Information provided ▸
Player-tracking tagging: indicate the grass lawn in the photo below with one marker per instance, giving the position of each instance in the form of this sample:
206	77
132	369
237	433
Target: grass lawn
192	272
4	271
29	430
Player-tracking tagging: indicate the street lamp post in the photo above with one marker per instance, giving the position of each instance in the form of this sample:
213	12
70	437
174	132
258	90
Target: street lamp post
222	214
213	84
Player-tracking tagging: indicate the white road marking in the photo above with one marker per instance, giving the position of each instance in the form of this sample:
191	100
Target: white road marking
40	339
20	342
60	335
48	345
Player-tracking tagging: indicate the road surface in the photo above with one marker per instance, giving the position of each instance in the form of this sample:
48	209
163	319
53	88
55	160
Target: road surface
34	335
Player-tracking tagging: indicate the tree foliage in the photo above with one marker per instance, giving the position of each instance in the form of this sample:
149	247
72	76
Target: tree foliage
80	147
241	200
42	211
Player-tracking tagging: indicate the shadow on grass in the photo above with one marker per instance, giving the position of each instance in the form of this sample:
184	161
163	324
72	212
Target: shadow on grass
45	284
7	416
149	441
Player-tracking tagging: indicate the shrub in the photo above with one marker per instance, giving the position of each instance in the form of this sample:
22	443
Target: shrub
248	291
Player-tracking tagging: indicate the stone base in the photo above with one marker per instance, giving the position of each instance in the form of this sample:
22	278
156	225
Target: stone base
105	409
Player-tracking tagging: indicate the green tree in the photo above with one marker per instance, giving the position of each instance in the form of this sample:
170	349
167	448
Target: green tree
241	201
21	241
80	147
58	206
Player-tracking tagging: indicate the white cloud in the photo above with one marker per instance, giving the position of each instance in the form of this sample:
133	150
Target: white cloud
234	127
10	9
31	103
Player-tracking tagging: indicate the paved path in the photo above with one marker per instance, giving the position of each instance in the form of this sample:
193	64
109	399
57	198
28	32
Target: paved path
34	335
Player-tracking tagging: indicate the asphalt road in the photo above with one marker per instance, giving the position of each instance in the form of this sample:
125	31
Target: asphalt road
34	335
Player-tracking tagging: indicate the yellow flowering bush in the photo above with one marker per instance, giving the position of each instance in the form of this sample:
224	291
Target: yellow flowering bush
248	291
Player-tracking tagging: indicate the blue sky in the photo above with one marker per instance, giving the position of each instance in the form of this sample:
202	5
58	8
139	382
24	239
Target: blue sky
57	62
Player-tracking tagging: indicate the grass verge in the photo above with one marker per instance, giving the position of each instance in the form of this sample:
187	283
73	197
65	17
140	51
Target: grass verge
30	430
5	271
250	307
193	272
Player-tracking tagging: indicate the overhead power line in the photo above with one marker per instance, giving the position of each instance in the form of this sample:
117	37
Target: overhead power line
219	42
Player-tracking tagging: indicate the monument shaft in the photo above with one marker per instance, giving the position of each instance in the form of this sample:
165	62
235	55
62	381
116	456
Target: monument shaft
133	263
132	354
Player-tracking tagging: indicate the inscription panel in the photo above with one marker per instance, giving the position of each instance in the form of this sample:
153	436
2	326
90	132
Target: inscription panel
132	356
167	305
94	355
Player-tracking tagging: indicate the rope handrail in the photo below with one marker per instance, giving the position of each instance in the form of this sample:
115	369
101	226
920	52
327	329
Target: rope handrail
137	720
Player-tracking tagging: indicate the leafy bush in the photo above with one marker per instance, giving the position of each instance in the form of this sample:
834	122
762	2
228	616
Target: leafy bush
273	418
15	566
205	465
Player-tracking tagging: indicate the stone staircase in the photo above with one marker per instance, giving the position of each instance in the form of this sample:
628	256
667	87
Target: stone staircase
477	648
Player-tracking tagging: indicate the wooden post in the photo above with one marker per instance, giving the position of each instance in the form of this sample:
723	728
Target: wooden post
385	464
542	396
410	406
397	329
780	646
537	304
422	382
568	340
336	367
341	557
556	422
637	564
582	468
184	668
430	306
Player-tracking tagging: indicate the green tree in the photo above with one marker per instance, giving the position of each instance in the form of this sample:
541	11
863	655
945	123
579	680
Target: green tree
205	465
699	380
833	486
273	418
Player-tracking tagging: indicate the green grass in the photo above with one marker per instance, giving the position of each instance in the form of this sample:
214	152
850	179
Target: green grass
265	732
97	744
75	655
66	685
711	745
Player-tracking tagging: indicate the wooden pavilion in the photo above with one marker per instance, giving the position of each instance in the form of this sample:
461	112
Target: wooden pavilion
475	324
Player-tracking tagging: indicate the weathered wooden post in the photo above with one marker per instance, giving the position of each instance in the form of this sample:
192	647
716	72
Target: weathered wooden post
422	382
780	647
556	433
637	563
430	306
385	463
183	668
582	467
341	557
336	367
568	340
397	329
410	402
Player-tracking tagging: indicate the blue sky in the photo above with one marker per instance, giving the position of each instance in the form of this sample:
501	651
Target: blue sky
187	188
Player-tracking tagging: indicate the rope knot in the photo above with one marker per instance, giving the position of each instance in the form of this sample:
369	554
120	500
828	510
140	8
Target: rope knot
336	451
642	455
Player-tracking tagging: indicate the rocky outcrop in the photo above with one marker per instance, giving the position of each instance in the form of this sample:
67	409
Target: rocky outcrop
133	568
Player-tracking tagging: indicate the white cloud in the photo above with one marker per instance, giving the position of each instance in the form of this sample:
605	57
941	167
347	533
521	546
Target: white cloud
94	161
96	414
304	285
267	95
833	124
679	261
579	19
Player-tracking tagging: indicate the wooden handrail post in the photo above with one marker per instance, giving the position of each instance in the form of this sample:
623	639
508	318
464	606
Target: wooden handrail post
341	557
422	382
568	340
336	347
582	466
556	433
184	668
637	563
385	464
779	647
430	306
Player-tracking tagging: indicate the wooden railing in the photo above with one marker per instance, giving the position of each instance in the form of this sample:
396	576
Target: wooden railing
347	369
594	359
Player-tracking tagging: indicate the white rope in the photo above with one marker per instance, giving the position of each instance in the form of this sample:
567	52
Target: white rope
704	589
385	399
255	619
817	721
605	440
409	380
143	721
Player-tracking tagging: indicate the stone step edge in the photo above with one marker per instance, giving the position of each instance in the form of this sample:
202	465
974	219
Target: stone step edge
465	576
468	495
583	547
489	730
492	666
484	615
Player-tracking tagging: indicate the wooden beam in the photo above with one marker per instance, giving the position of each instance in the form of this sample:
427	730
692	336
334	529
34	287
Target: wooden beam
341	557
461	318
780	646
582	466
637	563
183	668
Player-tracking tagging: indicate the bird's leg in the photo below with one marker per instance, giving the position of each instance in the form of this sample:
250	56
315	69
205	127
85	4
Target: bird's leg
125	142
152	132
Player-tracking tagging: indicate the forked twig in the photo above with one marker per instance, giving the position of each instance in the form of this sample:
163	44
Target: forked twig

Instructions to follow ▸
Begin with the line that contains "Player-tracking tagging: indicate the wooden railing" and set down each line exactly until the records above end, including the final line.

Solution to this task ▸
Player-tracking tagging: indicate the wooden railing in the photo above with one marker per instance, giving the position of each instance in the form of this sample:
396	576
Target: wooden railing
347	369
594	359
Player-tracking tagging: indicate the white rope in the photo above with one marker per instance, giving the position of each instance in the form of this sample:
567	52
Target: white rope
704	589
385	399
255	619
817	721
605	440
409	380
143	721
Player-tracking tagging: indicate the stone step edge in the photo above with one marker per instance, giving the position of each instance in the form of this sample:
202	465
974	219
Target: stone step edge
465	576
468	495
583	547
489	730
492	666
484	615
Player-tracking tagging: indicate the wooden beam in the photo above with one marker per instance, giving the position of each instance in the form of this sample:
427	730
692	336
334	529
34	287
Target: wooden beam
341	557
461	318
780	646
582	466
637	563
183	668
Player-tracking tagging: indicate the bird's leg in the photo below with one marker per instance, giving the position of each instance in the form of this sample:
250	56
315	69
205	127
85	4
Target: bird's leg
125	142
152	132
Player-tracking tagging: indicate the forked twig in the photo above with one marker per instance, giving the position of each instance in the form of this sample:
163	44
Target: forked twig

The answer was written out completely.